*Work task 1*
In the April Fools Day blog post, what was Brighton doing when she broke her wrist?
*Work task 2*
Continue the April Fools Day blog post from its last sentence.

[Excerpt]

Happy April Fools Day! I wish I had a great joke to tell, but the joke is how long it has taken to start writing again. I’ve spent so much time writing research papers for school that it uses up my creativity for recording/blogging for myself. The benefit of being “middle-aged” is that I have learned how much I love writing and its joy in my life. It is shocking how fast memories slip from my ears and blow away in the wind. Experiences that I would never think I could forget are recorded on web pages that I wrote ten years ago on my blog. I read them now, and I’m blown away. How could I forget that Halle always wore her pants backward, Ella smeared peanut butter on over the piano and I was stuck on my back, pregnant, as I cleaned (and ate it) for hours, or Brighton broke her wrist playing soccer? All of these things were such a big deal at the time, but time has a way of marching on whether we are paying attention or not.

[/Excerpt]
[Extracted information]

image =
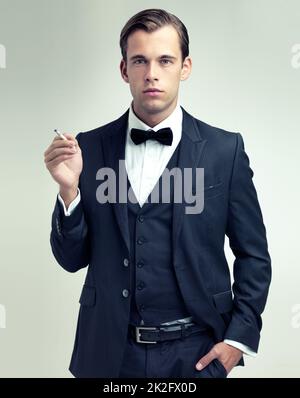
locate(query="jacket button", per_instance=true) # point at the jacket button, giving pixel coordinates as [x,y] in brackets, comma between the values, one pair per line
[141,286]
[126,262]
[125,293]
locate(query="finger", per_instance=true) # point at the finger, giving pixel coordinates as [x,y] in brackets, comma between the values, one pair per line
[59,159]
[59,151]
[206,359]
[60,144]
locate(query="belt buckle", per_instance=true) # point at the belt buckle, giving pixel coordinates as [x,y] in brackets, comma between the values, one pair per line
[138,334]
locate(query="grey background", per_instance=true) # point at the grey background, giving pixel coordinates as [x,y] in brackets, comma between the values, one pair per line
[62,70]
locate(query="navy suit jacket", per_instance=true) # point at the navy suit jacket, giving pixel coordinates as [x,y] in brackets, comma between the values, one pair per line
[97,235]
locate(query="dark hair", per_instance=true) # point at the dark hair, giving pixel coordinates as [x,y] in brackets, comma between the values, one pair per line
[150,20]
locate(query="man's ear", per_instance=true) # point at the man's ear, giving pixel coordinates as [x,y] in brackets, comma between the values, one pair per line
[186,68]
[123,70]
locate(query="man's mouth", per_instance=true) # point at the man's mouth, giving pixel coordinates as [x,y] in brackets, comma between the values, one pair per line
[152,92]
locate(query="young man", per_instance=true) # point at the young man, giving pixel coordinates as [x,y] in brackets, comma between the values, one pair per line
[157,299]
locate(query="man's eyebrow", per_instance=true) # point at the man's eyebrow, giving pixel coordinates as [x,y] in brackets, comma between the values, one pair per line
[140,56]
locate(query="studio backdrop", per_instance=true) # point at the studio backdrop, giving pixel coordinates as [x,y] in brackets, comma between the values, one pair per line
[59,68]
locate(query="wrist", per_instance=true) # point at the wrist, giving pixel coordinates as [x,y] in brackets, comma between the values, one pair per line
[68,194]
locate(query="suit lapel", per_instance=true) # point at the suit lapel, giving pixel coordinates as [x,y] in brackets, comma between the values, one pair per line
[114,150]
[191,150]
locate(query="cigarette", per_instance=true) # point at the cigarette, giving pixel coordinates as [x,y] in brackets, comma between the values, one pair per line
[60,134]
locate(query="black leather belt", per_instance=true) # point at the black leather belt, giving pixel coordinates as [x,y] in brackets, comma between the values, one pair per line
[153,335]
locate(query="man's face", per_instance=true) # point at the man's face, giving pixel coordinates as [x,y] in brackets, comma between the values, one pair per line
[154,60]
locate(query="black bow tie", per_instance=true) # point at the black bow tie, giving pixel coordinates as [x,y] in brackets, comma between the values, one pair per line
[164,136]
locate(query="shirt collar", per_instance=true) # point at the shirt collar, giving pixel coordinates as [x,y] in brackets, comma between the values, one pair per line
[174,121]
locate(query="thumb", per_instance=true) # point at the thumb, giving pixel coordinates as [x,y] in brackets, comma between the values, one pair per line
[206,360]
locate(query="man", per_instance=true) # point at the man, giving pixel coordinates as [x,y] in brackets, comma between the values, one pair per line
[157,299]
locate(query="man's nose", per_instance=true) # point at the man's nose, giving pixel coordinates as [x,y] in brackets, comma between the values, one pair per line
[151,72]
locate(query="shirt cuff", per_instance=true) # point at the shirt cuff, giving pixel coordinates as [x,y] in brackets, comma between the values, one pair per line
[72,205]
[246,350]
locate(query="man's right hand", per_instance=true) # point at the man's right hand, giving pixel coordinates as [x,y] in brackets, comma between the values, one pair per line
[63,159]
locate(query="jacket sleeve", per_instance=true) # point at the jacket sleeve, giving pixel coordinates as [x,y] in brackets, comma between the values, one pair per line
[69,237]
[248,242]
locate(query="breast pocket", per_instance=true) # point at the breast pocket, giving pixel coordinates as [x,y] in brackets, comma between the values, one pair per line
[213,190]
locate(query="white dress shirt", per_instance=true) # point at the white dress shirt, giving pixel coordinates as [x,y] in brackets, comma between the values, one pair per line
[145,164]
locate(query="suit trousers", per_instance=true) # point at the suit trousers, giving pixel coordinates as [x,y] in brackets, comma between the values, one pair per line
[170,359]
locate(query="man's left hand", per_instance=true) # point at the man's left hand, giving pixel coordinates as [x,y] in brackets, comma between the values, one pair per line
[228,356]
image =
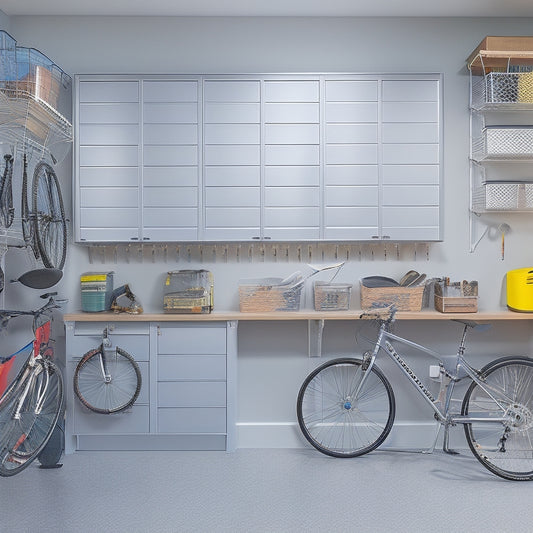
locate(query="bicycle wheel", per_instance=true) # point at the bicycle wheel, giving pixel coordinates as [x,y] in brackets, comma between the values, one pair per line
[336,421]
[107,382]
[49,213]
[505,448]
[31,418]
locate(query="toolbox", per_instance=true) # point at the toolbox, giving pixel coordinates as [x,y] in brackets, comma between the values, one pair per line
[188,291]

[/Extracted information]

*Answer section 1*
Playing soccer.

*Answer section 2*
I recently started reading the book “The Artists Way,” and I love her concept of “morning pages.” The words we write don’t need to change the world; we need to get our words out. If we don’t express our thoughts, they can block us. I believe I’m so full of words at this point that I can barely move. Letters are all stuck in my veins, and phrases, quotes, and sentences are swirling like a tornado through my brain. I used to think I was helping other people blog, but now I realize I was the one who was helped the most.
For the most part, I’ve been off social media for three months now. I chose this path because I knew I needed to focus on what I needed to find myself and my health. I have learned things that would have lain dormant otherwise in that small time frame. At my sister’s suggestion, I took an online test and was diagnosed with ADHD. I feel like I should put an exclamation point there, but I can’t bring myself to do it because nobody was surprised as I’ve discussed this label with several people. Are you telling me that everyone knew I had ADHD but myself?
“Kids, (insert husband, parents, friends) I was diagnosed with ADHD, can you believe it?!”
“Um, yeah? And?” (with ranging levels of snickers or laughter)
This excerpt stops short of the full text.